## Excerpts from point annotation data
>>>

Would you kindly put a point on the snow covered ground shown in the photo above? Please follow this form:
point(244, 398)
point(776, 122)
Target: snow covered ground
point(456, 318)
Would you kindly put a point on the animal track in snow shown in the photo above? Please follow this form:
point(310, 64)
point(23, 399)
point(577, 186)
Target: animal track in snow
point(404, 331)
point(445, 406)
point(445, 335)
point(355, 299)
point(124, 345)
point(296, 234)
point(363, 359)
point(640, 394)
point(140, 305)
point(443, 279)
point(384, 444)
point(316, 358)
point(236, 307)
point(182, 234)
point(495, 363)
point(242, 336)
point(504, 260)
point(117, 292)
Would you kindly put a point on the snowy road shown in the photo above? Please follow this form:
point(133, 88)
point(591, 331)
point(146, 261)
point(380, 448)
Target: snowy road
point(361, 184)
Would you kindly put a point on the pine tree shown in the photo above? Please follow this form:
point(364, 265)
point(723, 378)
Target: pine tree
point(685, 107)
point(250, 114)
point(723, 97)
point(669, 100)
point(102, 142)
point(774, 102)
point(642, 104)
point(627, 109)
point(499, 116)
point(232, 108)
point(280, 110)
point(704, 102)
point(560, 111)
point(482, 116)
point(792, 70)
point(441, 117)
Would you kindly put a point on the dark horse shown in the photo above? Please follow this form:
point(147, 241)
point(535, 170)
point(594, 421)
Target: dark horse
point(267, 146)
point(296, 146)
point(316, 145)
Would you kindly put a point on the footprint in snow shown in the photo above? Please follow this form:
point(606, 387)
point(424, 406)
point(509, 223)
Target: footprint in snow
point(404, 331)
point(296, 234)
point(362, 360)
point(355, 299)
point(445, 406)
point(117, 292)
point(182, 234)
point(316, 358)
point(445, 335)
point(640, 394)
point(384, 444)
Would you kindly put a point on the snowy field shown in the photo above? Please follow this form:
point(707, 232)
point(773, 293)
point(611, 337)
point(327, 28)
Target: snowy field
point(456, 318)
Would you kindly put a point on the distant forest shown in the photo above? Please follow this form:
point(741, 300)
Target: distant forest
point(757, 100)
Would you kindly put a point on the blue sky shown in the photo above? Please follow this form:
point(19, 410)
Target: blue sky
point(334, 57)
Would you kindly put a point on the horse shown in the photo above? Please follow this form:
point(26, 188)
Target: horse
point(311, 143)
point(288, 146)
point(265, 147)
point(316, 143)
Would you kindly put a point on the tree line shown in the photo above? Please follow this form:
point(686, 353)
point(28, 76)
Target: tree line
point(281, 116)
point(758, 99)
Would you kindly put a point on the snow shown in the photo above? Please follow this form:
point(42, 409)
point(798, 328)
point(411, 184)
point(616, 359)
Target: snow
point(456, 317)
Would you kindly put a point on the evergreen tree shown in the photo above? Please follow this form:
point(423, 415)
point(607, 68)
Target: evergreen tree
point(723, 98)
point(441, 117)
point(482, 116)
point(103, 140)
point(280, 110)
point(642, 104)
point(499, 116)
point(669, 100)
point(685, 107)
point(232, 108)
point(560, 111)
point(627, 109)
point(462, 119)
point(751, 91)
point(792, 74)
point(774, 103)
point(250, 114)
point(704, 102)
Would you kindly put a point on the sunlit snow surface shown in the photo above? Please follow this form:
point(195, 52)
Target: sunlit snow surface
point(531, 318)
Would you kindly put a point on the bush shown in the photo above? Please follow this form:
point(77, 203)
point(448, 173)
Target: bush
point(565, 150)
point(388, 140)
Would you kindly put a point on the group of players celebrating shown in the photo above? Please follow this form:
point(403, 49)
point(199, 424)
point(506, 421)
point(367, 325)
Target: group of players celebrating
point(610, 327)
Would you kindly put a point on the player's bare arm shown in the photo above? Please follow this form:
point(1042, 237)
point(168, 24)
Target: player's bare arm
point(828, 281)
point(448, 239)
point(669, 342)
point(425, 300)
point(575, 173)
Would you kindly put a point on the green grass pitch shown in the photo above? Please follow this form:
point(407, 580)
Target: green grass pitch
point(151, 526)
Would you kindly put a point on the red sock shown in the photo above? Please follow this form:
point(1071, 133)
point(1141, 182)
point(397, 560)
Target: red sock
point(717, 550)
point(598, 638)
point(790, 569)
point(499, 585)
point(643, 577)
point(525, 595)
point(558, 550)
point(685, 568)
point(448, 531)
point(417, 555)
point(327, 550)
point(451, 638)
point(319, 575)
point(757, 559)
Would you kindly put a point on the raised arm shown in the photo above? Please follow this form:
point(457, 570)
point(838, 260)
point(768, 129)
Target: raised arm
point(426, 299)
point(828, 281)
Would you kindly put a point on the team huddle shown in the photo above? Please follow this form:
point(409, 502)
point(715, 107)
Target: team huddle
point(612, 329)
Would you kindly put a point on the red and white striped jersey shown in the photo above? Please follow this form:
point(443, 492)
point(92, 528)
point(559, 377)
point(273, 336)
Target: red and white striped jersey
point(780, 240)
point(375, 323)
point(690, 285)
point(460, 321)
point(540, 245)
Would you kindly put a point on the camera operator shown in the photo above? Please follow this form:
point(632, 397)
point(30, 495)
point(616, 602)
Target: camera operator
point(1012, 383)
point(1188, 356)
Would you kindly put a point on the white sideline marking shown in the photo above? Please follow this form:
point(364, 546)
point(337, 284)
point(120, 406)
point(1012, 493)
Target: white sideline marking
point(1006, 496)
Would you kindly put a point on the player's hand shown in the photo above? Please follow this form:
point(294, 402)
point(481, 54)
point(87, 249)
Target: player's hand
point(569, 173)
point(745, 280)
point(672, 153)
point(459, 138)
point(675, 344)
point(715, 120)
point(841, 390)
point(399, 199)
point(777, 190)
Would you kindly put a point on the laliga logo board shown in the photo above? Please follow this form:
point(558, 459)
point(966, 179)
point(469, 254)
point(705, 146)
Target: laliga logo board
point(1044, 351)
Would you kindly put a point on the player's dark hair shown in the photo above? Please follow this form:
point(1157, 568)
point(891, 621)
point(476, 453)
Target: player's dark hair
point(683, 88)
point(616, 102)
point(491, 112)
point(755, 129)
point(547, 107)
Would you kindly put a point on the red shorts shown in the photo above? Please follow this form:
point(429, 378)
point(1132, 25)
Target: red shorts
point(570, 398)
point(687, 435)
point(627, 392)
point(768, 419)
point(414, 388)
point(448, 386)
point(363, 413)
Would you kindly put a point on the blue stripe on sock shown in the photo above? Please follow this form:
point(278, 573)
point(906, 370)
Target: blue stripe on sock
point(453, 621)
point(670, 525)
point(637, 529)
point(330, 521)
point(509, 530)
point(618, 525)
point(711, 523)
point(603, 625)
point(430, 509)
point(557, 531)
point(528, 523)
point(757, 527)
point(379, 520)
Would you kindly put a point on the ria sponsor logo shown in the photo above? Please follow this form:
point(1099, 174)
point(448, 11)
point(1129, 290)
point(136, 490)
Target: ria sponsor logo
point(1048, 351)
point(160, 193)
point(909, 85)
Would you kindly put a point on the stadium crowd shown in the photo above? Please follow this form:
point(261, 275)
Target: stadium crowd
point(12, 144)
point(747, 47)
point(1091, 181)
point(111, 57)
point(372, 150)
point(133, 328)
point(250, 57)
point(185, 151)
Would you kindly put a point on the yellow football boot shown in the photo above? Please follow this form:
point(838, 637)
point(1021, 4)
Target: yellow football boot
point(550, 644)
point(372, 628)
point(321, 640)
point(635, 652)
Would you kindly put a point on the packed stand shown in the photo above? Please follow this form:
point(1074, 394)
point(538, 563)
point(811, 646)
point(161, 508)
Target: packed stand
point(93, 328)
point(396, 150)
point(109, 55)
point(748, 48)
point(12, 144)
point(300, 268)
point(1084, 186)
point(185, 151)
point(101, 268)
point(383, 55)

<<<

## WRITTEN PROBLEM
Copy every row above verbatim, with no changes.

## TASK SOLUTION
Would you kindly put a point on the snow covered ground shown in the photo above? Please follow this form:
point(244, 398)
point(776, 122)
Target: snow covered ground
point(456, 318)
Would you kindly put a point on the animal track in snow shown in the photo above? Please follow this form:
point(310, 64)
point(23, 399)
point(577, 186)
Target: animal track in snow
point(404, 331)
point(445, 406)
point(445, 335)
point(355, 299)
point(124, 345)
point(296, 234)
point(363, 359)
point(640, 394)
point(140, 305)
point(443, 279)
point(384, 444)
point(316, 358)
point(236, 307)
point(182, 234)
point(495, 363)
point(242, 336)
point(504, 260)
point(117, 292)
Would you kindly put a point on the snowy road shown in the photo above? Please follow this form:
point(133, 88)
point(591, 331)
point(146, 261)
point(380, 448)
Target: snowy road
point(361, 184)
Would you kindly put a point on the pine tree shown in the photo above? Please follow this form:
point(364, 265)
point(723, 378)
Target: pine tree
point(685, 107)
point(250, 114)
point(723, 97)
point(669, 100)
point(102, 142)
point(774, 102)
point(642, 104)
point(627, 109)
point(499, 116)
point(232, 108)
point(280, 110)
point(704, 102)
point(560, 111)
point(482, 116)
point(792, 70)
point(441, 117)
Would you kindly put a point on the dark horse shown in the photo above? Please follow this form:
point(147, 241)
point(535, 170)
point(594, 421)
Target: dark horse
point(267, 146)
point(296, 146)
point(316, 145)
Would you kindly put a point on the footprint in snow shown in the photo above? Please follow this form:
point(606, 387)
point(424, 406)
point(509, 223)
Target: footprint in snow
point(404, 331)
point(296, 234)
point(362, 360)
point(355, 299)
point(445, 406)
point(117, 292)
point(182, 234)
point(316, 358)
point(445, 335)
point(640, 394)
point(384, 444)
Would you kindly put a point on the snowy field shown in the photo above? Please follow this form:
point(707, 232)
point(773, 293)
point(611, 337)
point(327, 28)
Target: snowy field
point(456, 318)
Would you kindly put a point on the distant forest shown in the photo above? Please follow this form:
point(741, 300)
Target: distant forest
point(757, 100)
Would you kindly put a point on the blue sky shown in the photo above? Please follow this form:
point(19, 410)
Target: blue sky
point(334, 57)
Would you kindly put a point on the horse shown in the photo above? Please follow this form:
point(26, 188)
Target: horse
point(311, 143)
point(288, 146)
point(265, 147)
point(316, 143)
Would you kindly put a point on the tree line shown in the photo above? Please follow this form:
point(686, 353)
point(28, 76)
Target: tree line
point(281, 116)
point(758, 99)
Would you kindly put a point on the snow shown in the photo above? Please follow this form:
point(42, 409)
point(798, 328)
point(411, 184)
point(616, 359)
Target: snow
point(456, 317)
Would you kindly put a point on the evergreen tree shown in the photo above? Please follow this form:
point(423, 415)
point(607, 68)
Target: evergreen tree
point(723, 98)
point(441, 117)
point(482, 116)
point(103, 140)
point(280, 110)
point(642, 104)
point(499, 116)
point(669, 100)
point(685, 107)
point(232, 108)
point(560, 111)
point(627, 109)
point(462, 119)
point(751, 91)
point(792, 74)
point(774, 103)
point(250, 114)
point(704, 102)
Would you kindly put a point on the sunlit snow surface shown in the photo above? Please follow this form:
point(195, 52)
Target: sunlit snow surface
point(531, 318)
Would you kindly put a point on the bush shown in the photo above? Please follow this form:
point(77, 203)
point(448, 173)
Target: bush
point(565, 150)
point(388, 140)
Would you kindly put a point on the group of players celebrating shown in the photo above? Please follow this form:
point(403, 49)
point(199, 424)
point(506, 421)
point(367, 325)
Target: group of players celebrating
point(610, 327)
Would you kindly put a point on the player's bare arm shown in the photo above? Please follow this form:
point(1042, 237)
point(168, 24)
Target: player's bare arm
point(828, 281)
point(448, 239)
point(669, 342)
point(425, 300)
point(575, 173)
Would you kindly put a point on the green grass pitch shown in the photo above? Please follow this form:
point(407, 580)
Target: green grass pitch
point(151, 526)
Would you kindly put a point on the red sock shown in the photo above? Please follow this form:
point(1071, 133)
point(1141, 182)
point(397, 560)
Target: red sock
point(717, 550)
point(598, 638)
point(790, 569)
point(499, 585)
point(643, 577)
point(525, 595)
point(558, 550)
point(685, 568)
point(448, 531)
point(417, 555)
point(327, 550)
point(451, 638)
point(319, 575)
point(757, 559)
Would you kindly put a point on the raised arm shown in the photo above? Please follow this form:
point(457, 570)
point(838, 260)
point(768, 129)
Target: raised arm
point(426, 299)
point(828, 281)
Would you kindly put a point on the team huddle shown in the photo above? Please follow this form:
point(409, 502)
point(715, 107)
Target: team huddle
point(612, 329)
Would you kindly put a point on the red and white striped jersey shown in the photo above? Please follow this form:
point(443, 492)
point(92, 528)
point(559, 377)
point(273, 336)
Target: red and white striped jersey
point(780, 240)
point(375, 323)
point(690, 285)
point(460, 321)
point(540, 245)
Would you kindly put a point on the camera operator shown in the photo above? Please follow this form:
point(632, 397)
point(30, 495)
point(616, 602)
Target: camera operator
point(1012, 383)
point(1188, 356)
Would you kindly put a point on the white sideline marking shown in the photo above? Please follow this form:
point(364, 546)
point(337, 284)
point(120, 406)
point(1012, 493)
Target: white sideline marking
point(1006, 496)
Would you kindly put a point on the player's hand shown in the photo above? Please follow this form:
point(294, 402)
point(481, 54)
point(87, 249)
Target: player's hand
point(569, 173)
point(745, 280)
point(672, 153)
point(459, 138)
point(675, 344)
point(715, 120)
point(841, 390)
point(399, 199)
point(777, 190)
Would you kindly put a point on the laliga logo board shown in the photo above? Please follow this form:
point(558, 459)
point(966, 179)
point(469, 254)
point(705, 146)
Target: laliga logo board
point(1044, 351)
Would you kindly put a point on the player's dark hair shown in the photo above? Please follow this form:
point(1157, 568)
point(891, 621)
point(476, 453)
Target: player's dark hair
point(683, 88)
point(616, 102)
point(491, 112)
point(755, 129)
point(547, 107)
Would you kindly put a point on the red shorts shown in the photo above? Please follow this form:
point(429, 378)
point(1132, 25)
Target: red shorts
point(570, 398)
point(687, 435)
point(627, 392)
point(768, 419)
point(414, 388)
point(448, 386)
point(363, 413)
Would you kindly put a point on the blue stripe on sock shown in the photo above? Please follow this form:
point(278, 573)
point(906, 370)
Target: blue stripe on sock
point(453, 621)
point(670, 525)
point(637, 529)
point(330, 521)
point(509, 530)
point(618, 525)
point(711, 523)
point(603, 625)
point(430, 509)
point(557, 531)
point(528, 523)
point(757, 527)
point(379, 520)
Would you kindly put a point on the ria sponsor logo shown in the photo above? Please follow this form:
point(1099, 174)
point(448, 11)
point(1129, 290)
point(136, 490)
Target: ria sponsor logo
point(1048, 351)
point(160, 193)
point(909, 85)
Would you kindly put a point on the stadium crowd shown in the photo above? Please follow this form:
point(261, 275)
Target: stadium crowd
point(12, 144)
point(747, 47)
point(1091, 181)
point(111, 57)
point(372, 150)
point(133, 328)
point(250, 57)
point(185, 151)
Would you kindly put a point on the yellow football boot shown in the photo above? Please follow this form:
point(838, 637)
point(1021, 4)
Target: yellow football boot
point(550, 644)
point(372, 628)
point(321, 640)
point(635, 652)
Would you kindly put a point on the packed stand shown in the photo above? Please follow this form:
point(1074, 394)
point(538, 563)
point(811, 646)
point(161, 508)
Target: packed stand
point(93, 328)
point(396, 150)
point(109, 55)
point(748, 48)
point(12, 144)
point(300, 268)
point(1084, 186)
point(185, 151)
point(101, 268)
point(383, 55)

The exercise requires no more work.